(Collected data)
..........

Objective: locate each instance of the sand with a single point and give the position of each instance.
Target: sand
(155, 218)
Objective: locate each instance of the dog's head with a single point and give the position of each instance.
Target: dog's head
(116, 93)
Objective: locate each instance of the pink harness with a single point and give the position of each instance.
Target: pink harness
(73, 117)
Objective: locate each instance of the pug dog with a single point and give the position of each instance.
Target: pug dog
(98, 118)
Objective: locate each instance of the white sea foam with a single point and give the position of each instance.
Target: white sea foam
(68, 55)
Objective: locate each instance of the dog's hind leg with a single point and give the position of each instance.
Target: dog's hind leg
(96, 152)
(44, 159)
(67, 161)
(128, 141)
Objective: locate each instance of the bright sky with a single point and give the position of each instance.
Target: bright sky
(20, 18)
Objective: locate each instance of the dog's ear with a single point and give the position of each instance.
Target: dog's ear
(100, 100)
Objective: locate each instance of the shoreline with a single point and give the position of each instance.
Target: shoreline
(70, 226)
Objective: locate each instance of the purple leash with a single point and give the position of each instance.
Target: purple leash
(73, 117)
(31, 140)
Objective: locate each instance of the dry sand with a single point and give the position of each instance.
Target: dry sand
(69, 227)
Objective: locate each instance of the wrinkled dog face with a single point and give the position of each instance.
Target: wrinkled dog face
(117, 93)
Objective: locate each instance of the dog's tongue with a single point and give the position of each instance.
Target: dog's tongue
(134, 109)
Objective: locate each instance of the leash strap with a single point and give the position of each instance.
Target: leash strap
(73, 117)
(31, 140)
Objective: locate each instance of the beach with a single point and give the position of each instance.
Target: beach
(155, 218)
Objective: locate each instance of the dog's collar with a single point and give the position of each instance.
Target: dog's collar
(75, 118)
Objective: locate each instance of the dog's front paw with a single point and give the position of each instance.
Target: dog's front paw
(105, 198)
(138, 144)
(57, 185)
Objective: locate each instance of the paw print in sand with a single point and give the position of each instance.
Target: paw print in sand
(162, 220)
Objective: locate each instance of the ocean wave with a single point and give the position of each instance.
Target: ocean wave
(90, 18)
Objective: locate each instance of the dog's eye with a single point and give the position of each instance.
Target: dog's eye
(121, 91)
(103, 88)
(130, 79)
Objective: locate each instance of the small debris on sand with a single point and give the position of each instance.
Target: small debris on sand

..........

→ Aim of the task: Copy from the line with "Objective: locate each instance of the dog's eye" to the final line of the records, inclusive, and add nothing else.

→ Exercise result:
Objective: locate each instance of the dog's eye with a single point and give the position of each instance.
Target: dog's eye
(121, 91)
(103, 88)
(130, 79)
Objective: locate each instance of the small debris on sand with a single point and give the position of each instance.
Target: small debris on sand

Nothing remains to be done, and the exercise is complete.